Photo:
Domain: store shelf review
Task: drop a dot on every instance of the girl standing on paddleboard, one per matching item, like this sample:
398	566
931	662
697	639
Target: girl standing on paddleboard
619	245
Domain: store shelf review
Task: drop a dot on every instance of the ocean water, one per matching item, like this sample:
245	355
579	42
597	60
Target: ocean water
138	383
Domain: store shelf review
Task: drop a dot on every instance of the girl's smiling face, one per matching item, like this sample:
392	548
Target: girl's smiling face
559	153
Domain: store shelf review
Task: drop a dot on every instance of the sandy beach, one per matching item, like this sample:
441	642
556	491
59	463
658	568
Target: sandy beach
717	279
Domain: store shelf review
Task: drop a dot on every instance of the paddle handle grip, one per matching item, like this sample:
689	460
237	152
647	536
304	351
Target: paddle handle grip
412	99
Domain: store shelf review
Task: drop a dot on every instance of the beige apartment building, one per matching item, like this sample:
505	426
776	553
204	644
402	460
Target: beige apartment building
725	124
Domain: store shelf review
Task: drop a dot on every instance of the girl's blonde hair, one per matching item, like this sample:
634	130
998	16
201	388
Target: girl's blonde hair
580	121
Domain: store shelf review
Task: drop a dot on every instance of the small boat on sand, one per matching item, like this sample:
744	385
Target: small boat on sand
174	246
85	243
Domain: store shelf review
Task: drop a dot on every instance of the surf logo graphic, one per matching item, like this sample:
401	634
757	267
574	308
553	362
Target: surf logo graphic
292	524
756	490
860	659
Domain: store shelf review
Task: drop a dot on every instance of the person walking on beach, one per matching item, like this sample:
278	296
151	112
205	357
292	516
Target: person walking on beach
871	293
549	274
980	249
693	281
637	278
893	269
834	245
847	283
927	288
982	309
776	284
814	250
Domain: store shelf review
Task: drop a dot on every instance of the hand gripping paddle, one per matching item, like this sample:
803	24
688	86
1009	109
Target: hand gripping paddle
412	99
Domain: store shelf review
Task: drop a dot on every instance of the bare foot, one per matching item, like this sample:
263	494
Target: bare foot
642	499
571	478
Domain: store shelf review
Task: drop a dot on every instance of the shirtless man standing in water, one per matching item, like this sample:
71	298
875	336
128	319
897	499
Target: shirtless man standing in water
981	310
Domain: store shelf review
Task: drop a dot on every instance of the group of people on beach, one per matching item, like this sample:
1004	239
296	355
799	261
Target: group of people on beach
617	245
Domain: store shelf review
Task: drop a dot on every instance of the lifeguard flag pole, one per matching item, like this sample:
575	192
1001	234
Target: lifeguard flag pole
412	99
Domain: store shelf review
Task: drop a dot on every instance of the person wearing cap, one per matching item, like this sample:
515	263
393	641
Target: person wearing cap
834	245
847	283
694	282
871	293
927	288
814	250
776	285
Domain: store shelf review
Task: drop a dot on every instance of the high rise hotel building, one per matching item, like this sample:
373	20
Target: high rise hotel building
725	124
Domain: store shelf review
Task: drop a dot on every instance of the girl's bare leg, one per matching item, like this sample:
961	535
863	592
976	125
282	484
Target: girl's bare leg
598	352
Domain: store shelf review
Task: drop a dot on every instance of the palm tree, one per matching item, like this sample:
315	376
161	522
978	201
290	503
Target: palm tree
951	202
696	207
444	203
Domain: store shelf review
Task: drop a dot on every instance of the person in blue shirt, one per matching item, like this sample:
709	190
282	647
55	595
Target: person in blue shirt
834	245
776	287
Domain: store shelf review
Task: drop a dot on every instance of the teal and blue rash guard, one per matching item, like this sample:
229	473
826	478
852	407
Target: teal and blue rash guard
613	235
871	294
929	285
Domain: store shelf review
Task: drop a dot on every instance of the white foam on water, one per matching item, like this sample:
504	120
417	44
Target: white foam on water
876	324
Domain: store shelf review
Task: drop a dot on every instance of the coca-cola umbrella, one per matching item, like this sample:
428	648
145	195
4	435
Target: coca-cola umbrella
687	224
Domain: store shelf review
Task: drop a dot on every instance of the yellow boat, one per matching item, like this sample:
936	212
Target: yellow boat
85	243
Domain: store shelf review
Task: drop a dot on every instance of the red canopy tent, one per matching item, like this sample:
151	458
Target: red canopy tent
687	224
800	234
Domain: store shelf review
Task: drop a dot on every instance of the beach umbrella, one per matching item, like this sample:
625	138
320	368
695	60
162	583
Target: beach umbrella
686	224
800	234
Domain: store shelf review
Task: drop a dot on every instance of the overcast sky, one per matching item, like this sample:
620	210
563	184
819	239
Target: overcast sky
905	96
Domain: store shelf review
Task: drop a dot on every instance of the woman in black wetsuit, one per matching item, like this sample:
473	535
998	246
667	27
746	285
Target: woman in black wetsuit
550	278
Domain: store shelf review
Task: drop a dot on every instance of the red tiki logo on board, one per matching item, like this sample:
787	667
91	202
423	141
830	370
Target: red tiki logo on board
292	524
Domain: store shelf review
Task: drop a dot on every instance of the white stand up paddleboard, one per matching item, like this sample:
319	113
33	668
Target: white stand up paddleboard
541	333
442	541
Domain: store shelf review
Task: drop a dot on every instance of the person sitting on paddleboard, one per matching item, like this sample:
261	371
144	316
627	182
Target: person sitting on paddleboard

════

Search the entries for the word "sitting" and show every line that has it.

Task: drop a dot on every instance of the person sitting on paddleboard, one per matching item, like this sample:
Target: person sitting on paddleboard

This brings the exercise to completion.